## Excerpted passage:
* * *
The new Visitors’ Center gives travelers a structured introduction to temple worship, Jesus Christ-centered exhibits, and the “Inside a Temple” replica-room experience.

Salt Lake Tabernacle

The Tabernacle is famous for the Tabernacle Choir, the organ, and its extraordinary acoustics. It remains one of the essential stops on Temple Square.

Historic downtown landmarks

Pair Temple Square with nearby landmarks such as the Beehive House, Lion House, City Creek Center, the Joseph Smith Memorial Building, and the Utah State Capitol overlook.

Under the Stone

The renovation story tourists will remember

The 2019–2026 renovation was not merely cosmetic. The project was designed to protect a 19th-century landmark from 21st-century seismic risk while preserving the temple’s historic identity.

Crews installed 98 base isolators beneath the temple. Each isolator is approximately seven feet across and weighs about 18,000 pounds, with the capacity to carry millions of pounds. The system allows horizontal movement during an earthquake so the ground can shift differently from the building above.
* * *
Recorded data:
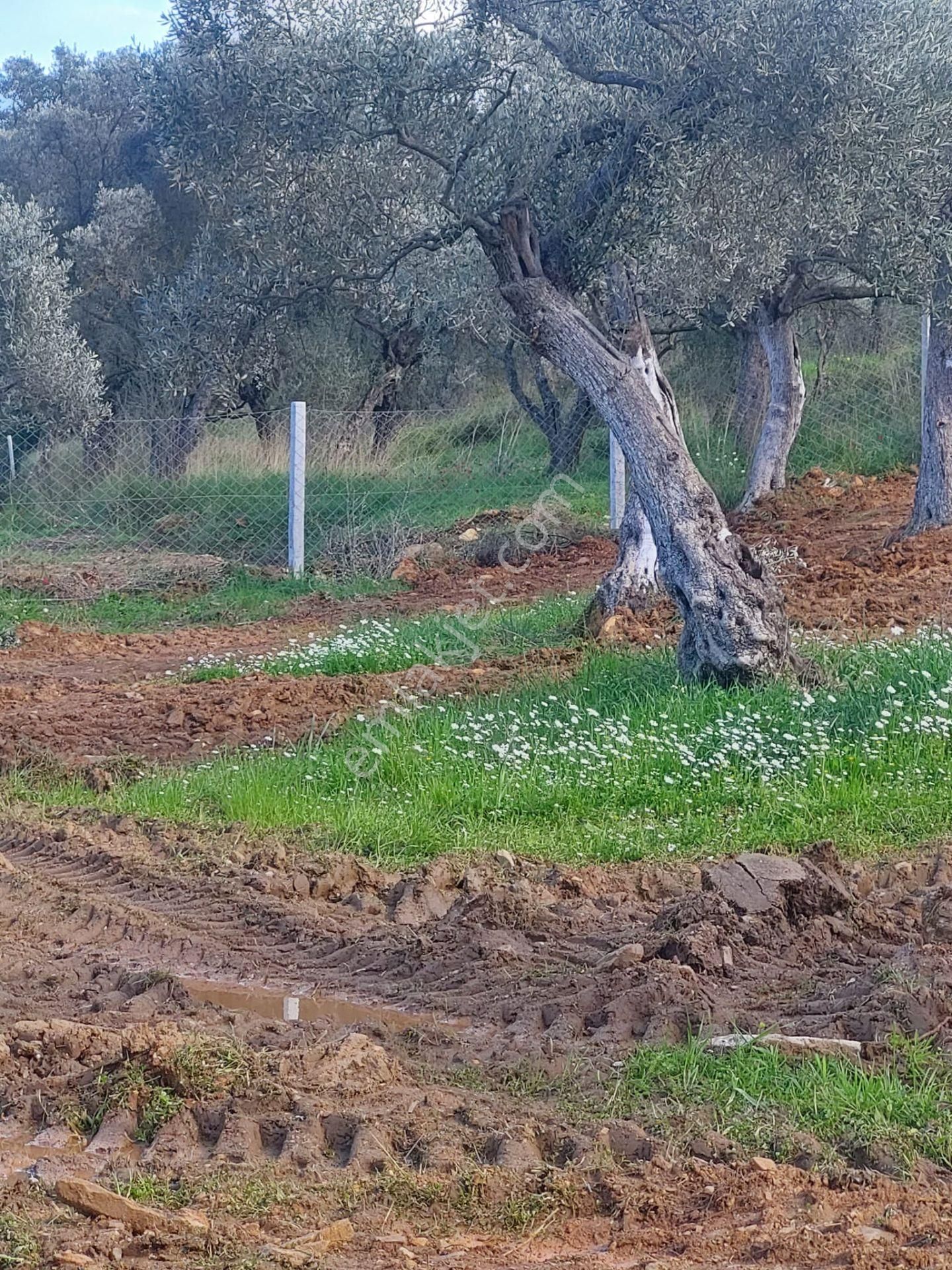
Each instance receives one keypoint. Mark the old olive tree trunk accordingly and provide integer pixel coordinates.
(785, 412)
(735, 629)
(932, 506)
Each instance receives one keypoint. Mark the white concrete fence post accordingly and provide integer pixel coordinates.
(616, 482)
(296, 488)
(927, 333)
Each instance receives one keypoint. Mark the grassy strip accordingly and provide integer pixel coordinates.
(381, 646)
(19, 1246)
(239, 599)
(764, 1103)
(622, 762)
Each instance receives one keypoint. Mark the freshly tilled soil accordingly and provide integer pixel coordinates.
(113, 937)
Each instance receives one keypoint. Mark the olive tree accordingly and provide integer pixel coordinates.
(932, 505)
(48, 376)
(834, 200)
(553, 132)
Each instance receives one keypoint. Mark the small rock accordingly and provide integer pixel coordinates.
(791, 1047)
(338, 1235)
(95, 1201)
(623, 958)
(753, 883)
(714, 1147)
(407, 571)
(114, 1134)
(873, 1235)
(521, 1155)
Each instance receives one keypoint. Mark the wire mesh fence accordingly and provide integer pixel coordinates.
(375, 486)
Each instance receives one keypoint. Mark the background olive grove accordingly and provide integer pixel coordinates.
* * *
## Required task A:
According to the Temple Square passage, how much does each base isolator installed beneath the temple weigh?
## Required task B:
Name every landmark that the Temple Square passage suggests pairing with a visit to Temple Square.
## Required task C:
Continue the Temple Square passage from the point where it stops.
The rows are not needed for any of this work.

## Exercise answer A:
About 18,000 pounds.

## Exercise answer B:
- The Beehive House
- The Lion House
- City Creek Center
- The Joseph Smith Memorial Building
- The Utah State Capitol overlook

## Exercise answer C:
The renovation also restored historic interiors, improved accessibility, updated building systems, returned significant architectural features, and added new underground space on the temple’s north side. For visitors, the story is unusually strong: pioneer craftsmanship above, modern seismic engineering below.

One of the most memorable modern episodes came in March 2020, when a magnitude 5.7 earthquake struck the Salt Lake Valley and damaged the Angel Moroni statue’s trumpet. The restored statue later returned to the temple spire as renovation work continued.

Planning the Visit

How to plan around the 2027 open house

1

Start with the temple time slot

Reservations are scheduled to begin September 1, 2026. Secure the temple visit first, then build flights, hotels, meals, transportation, and sightseeing around that confirmed time.

2

Budget more than the interior tour

Plan for arrival, entry procedures, the temple experience, the Visitors’ Center, the Tabernacle, gardens, and downtown walking time. A half-day Temple Square plan is more realistic than a quick stop.

3

Check official updates before travel

Transportation, security, visitor route, shuttle, and crowd-flow details can change. Recheck Temple Square guidance before booking final logistics and again shortly before your visit.

Timeline

From pioneer cornerstone to public open house

  1. 1847

    Brigham Young identifies the temple site shortly after the pioneers enter the Salt Lake Valley.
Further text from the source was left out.